- **Aim of the task**: Please reproduce every one of the rows below, character for character, with no changes.

### Material supplied

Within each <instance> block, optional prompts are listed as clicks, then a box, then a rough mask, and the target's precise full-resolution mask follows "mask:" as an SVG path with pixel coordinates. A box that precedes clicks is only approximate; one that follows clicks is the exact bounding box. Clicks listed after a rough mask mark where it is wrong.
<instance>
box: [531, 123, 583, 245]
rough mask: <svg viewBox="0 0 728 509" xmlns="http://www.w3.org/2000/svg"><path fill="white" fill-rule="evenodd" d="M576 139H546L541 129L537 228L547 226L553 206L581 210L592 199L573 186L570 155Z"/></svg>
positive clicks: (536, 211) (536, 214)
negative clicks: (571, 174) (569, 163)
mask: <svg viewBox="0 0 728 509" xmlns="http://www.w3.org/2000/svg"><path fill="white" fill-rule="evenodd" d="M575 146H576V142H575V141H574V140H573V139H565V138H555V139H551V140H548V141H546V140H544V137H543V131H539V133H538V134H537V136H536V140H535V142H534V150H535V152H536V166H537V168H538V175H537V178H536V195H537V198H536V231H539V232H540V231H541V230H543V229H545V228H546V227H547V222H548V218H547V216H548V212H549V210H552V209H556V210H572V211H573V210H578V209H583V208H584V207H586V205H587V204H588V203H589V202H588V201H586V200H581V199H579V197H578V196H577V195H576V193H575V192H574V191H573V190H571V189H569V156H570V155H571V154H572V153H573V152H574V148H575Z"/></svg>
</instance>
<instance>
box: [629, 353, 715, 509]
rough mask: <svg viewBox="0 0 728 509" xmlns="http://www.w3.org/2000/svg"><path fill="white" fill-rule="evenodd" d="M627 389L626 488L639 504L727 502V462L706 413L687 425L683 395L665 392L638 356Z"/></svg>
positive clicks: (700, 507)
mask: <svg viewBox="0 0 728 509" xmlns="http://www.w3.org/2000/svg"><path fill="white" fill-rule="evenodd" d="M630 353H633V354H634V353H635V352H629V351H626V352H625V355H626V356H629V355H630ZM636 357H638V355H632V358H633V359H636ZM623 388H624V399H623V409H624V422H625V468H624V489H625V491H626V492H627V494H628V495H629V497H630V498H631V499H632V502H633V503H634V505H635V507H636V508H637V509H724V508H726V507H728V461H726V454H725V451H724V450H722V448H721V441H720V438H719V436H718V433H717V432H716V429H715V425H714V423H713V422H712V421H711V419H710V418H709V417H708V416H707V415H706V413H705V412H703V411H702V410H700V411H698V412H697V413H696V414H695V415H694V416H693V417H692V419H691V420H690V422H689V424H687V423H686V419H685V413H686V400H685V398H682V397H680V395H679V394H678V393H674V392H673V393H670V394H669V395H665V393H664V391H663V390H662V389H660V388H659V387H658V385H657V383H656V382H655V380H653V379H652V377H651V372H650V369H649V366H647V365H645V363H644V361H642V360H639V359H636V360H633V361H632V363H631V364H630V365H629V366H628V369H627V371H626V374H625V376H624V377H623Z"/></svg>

######

- **Task answer**:
Within each <instance> block, optional prompts are listed as clicks, then a box, then a rough mask, and the target's precise full-resolution mask follows "mask:" as an SVG path with pixel coordinates. A box that precedes clicks is only approximate; one that follows clicks is the exact bounding box. Clicks listed after a rough mask mark where it is wrong.
<instance>
box: [531, 123, 583, 245]
rough mask: <svg viewBox="0 0 728 509" xmlns="http://www.w3.org/2000/svg"><path fill="white" fill-rule="evenodd" d="M576 139H546L541 129L537 228L547 226L553 206L581 210L592 199L573 186L570 155Z"/></svg>
positive clicks: (536, 211) (536, 214)
negative clicks: (571, 174) (569, 163)
mask: <svg viewBox="0 0 728 509" xmlns="http://www.w3.org/2000/svg"><path fill="white" fill-rule="evenodd" d="M575 146H576V142H575V141H574V140H573V139H565V138H555V139H551V140H548V141H546V140H544V137H543V131H539V133H538V134H537V136H536V140H535V142H534V150H535V152H536V166H537V168H538V175H537V178H536V195H537V198H536V231H539V232H540V231H541V230H543V229H545V228H546V227H547V222H548V218H547V216H548V212H549V210H552V209H556V210H572V211H573V210H578V209H583V208H584V207H586V205H587V204H588V203H589V202H588V201H586V200H581V199H579V197H578V196H577V195H576V193H575V192H574V191H573V190H571V189H569V156H570V155H571V154H572V153H573V152H574V148H575Z"/></svg>
</instance>
<instance>
box: [629, 353, 715, 509]
rough mask: <svg viewBox="0 0 728 509" xmlns="http://www.w3.org/2000/svg"><path fill="white" fill-rule="evenodd" d="M627 389L626 488L639 504L727 502V462L706 413L687 425L683 395L665 392L638 356Z"/></svg>
positive clicks: (700, 507)
mask: <svg viewBox="0 0 728 509" xmlns="http://www.w3.org/2000/svg"><path fill="white" fill-rule="evenodd" d="M630 353H633V354H634V353H635V352H629V351H626V352H625V355H626V356H629V355H630ZM636 357H638V355H632V358H633V359H636ZM623 388H624V399H623V409H624V422H625V468H624V489H625V491H626V492H627V494H628V495H629V497H630V498H631V499H632V502H633V503H634V505H635V507H636V508H637V509H724V508H726V507H728V461H726V454H725V451H724V450H722V448H721V441H720V438H719V436H718V433H717V432H716V429H715V425H714V423H713V422H712V421H711V419H710V418H709V417H708V416H707V415H706V413H705V412H703V411H702V410H700V411H698V412H697V413H696V414H695V415H694V416H693V417H692V419H691V420H690V422H689V424H687V423H686V419H685V413H686V400H685V398H682V397H680V395H679V394H678V393H674V392H673V393H670V394H669V395H665V393H664V391H663V390H662V389H660V388H659V387H658V385H657V383H656V382H655V380H653V379H652V377H651V372H650V369H649V366H647V365H645V363H644V361H642V360H639V359H636V360H633V361H632V363H631V364H630V365H629V366H628V369H627V371H626V374H625V376H624V377H623Z"/></svg>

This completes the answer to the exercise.